### [Data shown]
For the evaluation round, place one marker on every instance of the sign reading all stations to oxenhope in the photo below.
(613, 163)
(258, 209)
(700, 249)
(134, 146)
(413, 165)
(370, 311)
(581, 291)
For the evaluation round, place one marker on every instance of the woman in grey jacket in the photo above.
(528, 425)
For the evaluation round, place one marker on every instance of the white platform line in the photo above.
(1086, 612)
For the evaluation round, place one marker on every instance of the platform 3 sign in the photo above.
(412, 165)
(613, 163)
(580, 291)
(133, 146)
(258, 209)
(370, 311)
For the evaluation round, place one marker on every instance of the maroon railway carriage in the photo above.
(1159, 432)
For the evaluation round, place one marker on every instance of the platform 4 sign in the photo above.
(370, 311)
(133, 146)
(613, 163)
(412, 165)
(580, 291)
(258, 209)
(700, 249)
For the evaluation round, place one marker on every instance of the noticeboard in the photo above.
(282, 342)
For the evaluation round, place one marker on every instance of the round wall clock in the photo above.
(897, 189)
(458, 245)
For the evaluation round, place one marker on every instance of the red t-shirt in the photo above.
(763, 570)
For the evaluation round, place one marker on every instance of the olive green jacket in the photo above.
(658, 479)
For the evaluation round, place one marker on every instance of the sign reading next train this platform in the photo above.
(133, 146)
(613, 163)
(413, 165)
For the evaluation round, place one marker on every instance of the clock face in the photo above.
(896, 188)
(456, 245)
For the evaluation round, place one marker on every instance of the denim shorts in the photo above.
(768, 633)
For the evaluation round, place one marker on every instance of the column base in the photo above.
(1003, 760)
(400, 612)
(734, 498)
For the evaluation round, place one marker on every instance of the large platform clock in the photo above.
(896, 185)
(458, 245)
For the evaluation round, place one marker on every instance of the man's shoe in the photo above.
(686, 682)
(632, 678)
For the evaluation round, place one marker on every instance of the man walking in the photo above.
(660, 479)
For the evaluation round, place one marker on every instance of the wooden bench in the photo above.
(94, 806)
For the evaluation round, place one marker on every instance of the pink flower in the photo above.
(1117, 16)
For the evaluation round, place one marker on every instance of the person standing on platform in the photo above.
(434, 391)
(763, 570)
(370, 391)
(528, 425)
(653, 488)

### [What is needed]
Put everything from the line containing "bench in the photo above." down to the end of the material into a Markdown table with the columns Row and Line, numbering each line and leaving out blank lines.

### [Exercise result]
| Row | Line |
|---|---|
| 1 | For the evaluation round, place one marker on every instance of the wooden bench in the photo above. |
| 2 | (94, 806) |
| 3 | For the evaluation round, place one marker on every instance of the pink flower in the photo above. |
| 4 | (1117, 16) |
| 5 | For the evaluation round, place one marker on every instance of the person standing on platform in the photo above. |
| 6 | (434, 391) |
| 7 | (763, 570) |
| 8 | (370, 391) |
| 9 | (528, 425) |
| 10 | (653, 488) |